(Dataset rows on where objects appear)
* BEGIN *
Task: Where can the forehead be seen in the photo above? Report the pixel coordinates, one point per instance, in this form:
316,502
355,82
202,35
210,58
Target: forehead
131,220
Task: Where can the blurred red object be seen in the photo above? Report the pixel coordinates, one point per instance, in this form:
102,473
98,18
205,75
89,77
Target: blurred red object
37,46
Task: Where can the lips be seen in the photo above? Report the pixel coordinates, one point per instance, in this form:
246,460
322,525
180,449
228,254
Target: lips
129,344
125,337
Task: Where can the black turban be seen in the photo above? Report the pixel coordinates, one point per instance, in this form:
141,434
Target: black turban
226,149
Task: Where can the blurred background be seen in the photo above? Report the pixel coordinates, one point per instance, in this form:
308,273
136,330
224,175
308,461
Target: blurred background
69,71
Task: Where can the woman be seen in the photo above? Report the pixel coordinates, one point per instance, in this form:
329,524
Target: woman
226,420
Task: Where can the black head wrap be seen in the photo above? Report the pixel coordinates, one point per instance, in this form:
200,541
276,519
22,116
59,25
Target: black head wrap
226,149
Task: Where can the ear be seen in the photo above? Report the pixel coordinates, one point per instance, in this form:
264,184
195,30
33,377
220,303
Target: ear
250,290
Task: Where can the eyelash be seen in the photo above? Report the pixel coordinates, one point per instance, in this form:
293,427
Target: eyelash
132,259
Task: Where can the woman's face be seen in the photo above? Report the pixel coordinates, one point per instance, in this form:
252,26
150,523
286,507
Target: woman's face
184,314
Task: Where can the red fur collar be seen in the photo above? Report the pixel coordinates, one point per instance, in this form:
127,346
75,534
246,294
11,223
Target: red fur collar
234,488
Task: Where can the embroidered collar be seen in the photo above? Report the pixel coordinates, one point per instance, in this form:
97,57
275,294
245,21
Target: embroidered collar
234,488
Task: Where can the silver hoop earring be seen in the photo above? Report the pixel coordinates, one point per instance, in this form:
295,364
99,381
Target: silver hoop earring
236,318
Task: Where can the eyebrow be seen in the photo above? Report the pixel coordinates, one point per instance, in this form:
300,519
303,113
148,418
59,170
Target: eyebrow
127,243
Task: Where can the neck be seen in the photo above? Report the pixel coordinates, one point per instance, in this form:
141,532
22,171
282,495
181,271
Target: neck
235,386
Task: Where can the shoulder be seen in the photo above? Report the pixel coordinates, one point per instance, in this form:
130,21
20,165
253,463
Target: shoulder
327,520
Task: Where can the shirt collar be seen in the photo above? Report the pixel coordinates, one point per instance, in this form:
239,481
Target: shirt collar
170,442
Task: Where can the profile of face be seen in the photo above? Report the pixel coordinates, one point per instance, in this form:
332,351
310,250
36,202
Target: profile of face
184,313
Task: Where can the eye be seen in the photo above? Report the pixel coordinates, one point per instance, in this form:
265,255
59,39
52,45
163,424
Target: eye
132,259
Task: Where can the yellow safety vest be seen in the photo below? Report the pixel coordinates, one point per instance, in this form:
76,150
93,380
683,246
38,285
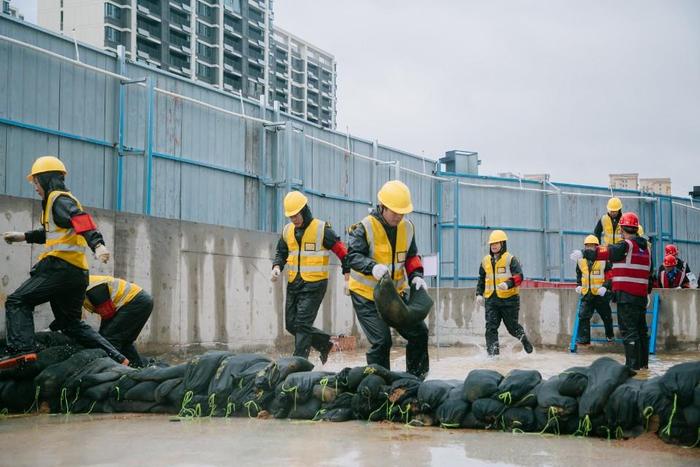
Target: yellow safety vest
501,274
311,260
61,242
381,252
120,291
610,236
591,278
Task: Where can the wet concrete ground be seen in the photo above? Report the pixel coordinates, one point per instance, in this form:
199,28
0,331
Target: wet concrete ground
* END *
◆ **WORK TO BE COMPLETED**:
Output all of the data exactly as it stands, minus any images.

◆ **WORKED SOLUTION**:
Task: Where can the forehead be seen in the photo above? Report the pixel coordinates, one point per instance, in this form:
316,502
355,82
202,35
210,58
Target: forehead
131,220
Task: Where can the blurred red object be seen in the photo above? Report the pixel coordinates, one point per instance, in this form:
102,473
98,18
205,75
89,77
Target: blurred red object
37,46
Task: Where can the lips be seen in the photo above? Report the pixel coordinates, one point per instance, in this form:
246,460
322,525
180,449
228,254
Target: lips
129,344
125,337
Task: Where can the black turban be seen in the photo above? Report the pixel coordinates, one point per instance, in this form:
141,434
Target: black turban
226,149
Task: Where can the blurred background be seen in the photo above? Report the pixel coordinates, one point per instance, in this form:
308,273
136,330
224,175
308,461
Target: blurred background
69,71
Task: Where can the woman be seen in the photo above? Report the pixel coordinates, one point per instance, in this form:
329,524
Target: woman
226,420
Task: Where can the black head wrap be seen in the photo above? Report the pixel coordinates, one point per instance, in this form:
200,541
276,519
22,116
59,25
Target: black head wrap
226,149
Task: Where can the ear be seen in the photo above? Report the pixel coordinates, one point per instance, in this form:
264,184
195,30
33,377
220,303
Target: ear
250,290
Task: Where can the eyelash be seen in the photo above? Report the pixel coordinates, one point per instance, in this form:
293,427
Target: eyelash
132,259
Task: Where can the woman's face be seen in the photo above? Report the pixel coordinates, one point per instance, in this form:
252,26
150,523
286,507
Target: woman's face
184,314
Task: Where can the red fur collar be seen in the photo above? Report the pixel coordinates, one point per instance, in this form:
127,346
75,534
246,294
11,223
Target: red fur collar
234,488
Task: Where can the embroidered collar be seen in the photo above? Report the pixel coordinates, one point per instance, in this form:
97,57
275,294
245,21
Target: embroidered collar
234,488
Task: Where can the silver hoop earring be seen in the photo above? Report the pixel coordinates, one point per instance, in this form:
295,364
99,381
Target: silver hoop earring
236,318
Task: Where can the eyebrow be seen in the photo above? Report the pixel coordinates, one point per instance, in this form:
300,519
303,113
148,418
59,170
Target: eyebrow
127,243
Task: Where can the neck be seen in the photo above? Report the pixel coordinates, one point per instance, in this form:
141,532
22,171
282,495
181,271
Target: neck
235,386
Task: Where can the shoulder be seen in the photo above? Report the pixel coordinates, one point per instance, in this form:
130,21
20,165
253,463
Target: shoulder
327,520
Task: Where can the shirt collar be seen in the photo above? Report the pixel coordinates, one point per instance, in this form:
239,481
Target: shirt collar
170,442
Task: Where can the profile of face be seen in the photo above? Report the pixel coordinates, one point per instance, in this form:
332,351
310,250
36,202
Target: profile of face
184,313
Task: Where can the eye be seen in the photo above? Report the pixel coordinates, one point per instance, in this form:
265,255
59,39
52,45
163,424
Target: eye
132,259
Task: Where can the yellow safety vest be seen in the photo below? Report the pixel coordinates, one point per instance, in this form:
76,150
93,380
683,246
38,285
Target: yellow safety vest
501,274
311,260
61,242
381,252
120,291
610,236
591,278
Task: Where can the wet concrete ground be seen in the photo above? Report the pixel coordinates, one point per instance, in this form:
199,28
0,331
Target: wet concrete ground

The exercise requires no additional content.